*** Block opens ***

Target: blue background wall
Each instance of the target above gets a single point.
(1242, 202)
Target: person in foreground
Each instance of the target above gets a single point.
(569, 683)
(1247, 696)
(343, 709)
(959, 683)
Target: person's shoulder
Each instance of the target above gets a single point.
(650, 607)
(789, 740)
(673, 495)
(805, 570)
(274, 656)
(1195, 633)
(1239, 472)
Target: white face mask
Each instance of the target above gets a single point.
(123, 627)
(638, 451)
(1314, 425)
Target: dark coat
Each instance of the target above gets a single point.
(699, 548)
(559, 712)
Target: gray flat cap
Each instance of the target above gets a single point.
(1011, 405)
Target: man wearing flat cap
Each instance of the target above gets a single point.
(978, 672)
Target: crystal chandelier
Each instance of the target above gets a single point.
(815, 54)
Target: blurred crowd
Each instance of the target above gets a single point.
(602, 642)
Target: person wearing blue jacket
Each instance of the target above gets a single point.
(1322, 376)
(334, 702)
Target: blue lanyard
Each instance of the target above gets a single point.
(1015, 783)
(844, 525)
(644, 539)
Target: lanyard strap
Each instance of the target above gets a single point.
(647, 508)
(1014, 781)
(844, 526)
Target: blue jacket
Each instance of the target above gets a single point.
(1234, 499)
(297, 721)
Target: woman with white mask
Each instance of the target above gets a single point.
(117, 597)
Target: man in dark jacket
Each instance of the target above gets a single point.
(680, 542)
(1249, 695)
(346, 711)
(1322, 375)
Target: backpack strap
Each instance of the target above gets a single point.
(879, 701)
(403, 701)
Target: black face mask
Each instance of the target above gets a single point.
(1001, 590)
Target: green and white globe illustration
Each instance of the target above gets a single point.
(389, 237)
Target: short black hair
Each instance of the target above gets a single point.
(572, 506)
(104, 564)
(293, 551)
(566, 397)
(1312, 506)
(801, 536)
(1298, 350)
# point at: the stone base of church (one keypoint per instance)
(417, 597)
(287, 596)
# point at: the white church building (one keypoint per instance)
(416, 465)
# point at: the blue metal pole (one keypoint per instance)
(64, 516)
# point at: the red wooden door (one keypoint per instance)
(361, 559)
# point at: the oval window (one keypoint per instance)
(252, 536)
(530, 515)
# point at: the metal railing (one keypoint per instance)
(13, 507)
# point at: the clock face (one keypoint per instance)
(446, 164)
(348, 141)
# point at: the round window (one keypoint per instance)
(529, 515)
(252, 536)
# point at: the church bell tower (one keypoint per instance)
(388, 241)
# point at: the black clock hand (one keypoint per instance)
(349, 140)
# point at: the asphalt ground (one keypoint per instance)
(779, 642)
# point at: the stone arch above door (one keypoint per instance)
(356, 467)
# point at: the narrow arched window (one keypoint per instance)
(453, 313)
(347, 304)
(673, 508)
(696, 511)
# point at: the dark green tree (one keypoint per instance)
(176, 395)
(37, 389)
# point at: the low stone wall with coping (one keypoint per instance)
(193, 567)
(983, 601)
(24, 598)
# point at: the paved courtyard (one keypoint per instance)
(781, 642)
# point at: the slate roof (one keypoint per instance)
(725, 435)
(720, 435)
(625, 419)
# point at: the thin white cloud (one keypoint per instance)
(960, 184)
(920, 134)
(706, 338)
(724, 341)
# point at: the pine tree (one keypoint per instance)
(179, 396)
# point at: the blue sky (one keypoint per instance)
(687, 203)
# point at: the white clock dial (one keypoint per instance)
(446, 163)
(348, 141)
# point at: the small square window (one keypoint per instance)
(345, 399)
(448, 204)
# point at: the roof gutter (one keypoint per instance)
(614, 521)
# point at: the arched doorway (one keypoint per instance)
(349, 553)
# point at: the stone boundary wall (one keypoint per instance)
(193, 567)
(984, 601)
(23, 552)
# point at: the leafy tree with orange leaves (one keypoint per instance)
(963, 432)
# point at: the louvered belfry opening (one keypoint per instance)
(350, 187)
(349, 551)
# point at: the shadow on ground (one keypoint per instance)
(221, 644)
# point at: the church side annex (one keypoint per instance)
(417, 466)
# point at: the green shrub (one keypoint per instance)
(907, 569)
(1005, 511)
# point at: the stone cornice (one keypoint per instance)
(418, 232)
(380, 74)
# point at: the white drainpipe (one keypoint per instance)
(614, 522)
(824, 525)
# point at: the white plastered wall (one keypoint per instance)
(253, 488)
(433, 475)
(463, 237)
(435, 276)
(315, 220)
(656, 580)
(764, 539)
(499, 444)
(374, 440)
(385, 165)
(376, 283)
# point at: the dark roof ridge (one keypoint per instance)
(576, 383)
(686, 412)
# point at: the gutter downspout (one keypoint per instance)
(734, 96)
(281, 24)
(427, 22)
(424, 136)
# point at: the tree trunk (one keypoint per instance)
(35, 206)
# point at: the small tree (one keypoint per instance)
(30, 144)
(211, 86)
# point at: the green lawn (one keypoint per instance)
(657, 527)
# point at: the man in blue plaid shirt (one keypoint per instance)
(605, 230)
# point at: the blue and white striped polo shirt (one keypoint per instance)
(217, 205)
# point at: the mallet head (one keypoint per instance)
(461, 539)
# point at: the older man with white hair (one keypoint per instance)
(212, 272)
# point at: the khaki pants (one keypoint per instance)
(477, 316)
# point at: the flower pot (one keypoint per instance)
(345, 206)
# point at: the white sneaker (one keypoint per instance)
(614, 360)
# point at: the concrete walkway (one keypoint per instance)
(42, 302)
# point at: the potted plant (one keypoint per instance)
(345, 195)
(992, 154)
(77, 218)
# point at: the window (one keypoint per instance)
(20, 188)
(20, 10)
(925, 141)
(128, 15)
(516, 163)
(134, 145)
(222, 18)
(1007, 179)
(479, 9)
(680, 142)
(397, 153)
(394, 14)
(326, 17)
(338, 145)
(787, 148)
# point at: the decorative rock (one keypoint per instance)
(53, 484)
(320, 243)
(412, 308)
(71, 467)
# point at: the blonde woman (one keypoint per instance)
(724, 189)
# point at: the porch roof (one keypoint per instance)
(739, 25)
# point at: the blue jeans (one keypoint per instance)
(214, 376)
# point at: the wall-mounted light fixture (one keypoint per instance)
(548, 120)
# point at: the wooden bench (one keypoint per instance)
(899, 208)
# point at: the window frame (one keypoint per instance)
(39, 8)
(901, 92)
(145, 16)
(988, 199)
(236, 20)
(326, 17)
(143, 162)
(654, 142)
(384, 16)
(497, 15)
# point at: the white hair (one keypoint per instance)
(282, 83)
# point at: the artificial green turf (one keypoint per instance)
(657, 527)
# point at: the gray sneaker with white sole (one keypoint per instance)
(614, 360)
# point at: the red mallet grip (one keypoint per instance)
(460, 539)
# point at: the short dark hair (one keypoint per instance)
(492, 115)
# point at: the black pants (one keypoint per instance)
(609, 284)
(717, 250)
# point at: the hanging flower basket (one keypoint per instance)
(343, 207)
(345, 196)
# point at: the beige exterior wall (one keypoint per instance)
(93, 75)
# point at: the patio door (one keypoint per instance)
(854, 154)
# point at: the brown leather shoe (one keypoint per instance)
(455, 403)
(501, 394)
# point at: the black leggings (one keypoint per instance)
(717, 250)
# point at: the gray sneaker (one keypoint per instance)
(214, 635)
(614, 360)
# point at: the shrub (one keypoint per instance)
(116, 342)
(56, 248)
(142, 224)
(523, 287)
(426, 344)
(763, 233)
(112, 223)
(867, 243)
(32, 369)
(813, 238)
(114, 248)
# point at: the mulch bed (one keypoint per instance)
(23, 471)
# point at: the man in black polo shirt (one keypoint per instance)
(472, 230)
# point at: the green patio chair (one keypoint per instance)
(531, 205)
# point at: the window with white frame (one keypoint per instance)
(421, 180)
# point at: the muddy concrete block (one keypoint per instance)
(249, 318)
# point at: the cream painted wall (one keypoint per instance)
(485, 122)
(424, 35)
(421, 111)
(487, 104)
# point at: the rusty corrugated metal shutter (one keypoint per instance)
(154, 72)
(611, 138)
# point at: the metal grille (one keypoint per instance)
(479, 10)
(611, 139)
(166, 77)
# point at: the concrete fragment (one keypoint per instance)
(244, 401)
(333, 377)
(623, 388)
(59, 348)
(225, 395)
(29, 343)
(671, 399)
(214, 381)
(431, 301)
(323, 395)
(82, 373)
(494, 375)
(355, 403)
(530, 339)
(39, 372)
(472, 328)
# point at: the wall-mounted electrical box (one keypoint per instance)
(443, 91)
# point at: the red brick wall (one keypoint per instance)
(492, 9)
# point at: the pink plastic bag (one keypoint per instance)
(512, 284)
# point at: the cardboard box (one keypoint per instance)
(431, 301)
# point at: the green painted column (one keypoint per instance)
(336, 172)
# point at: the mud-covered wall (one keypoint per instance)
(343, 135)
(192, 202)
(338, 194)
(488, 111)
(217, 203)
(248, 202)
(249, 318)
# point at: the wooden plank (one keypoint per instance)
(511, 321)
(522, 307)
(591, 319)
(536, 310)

*** Block closes ***

(EXERCISE DESCRIPTION):
Please show every line above that includes the word "lanyard".

(COMPLETED EXERCISE):
Target: blue lanyard
Target: lanyard strap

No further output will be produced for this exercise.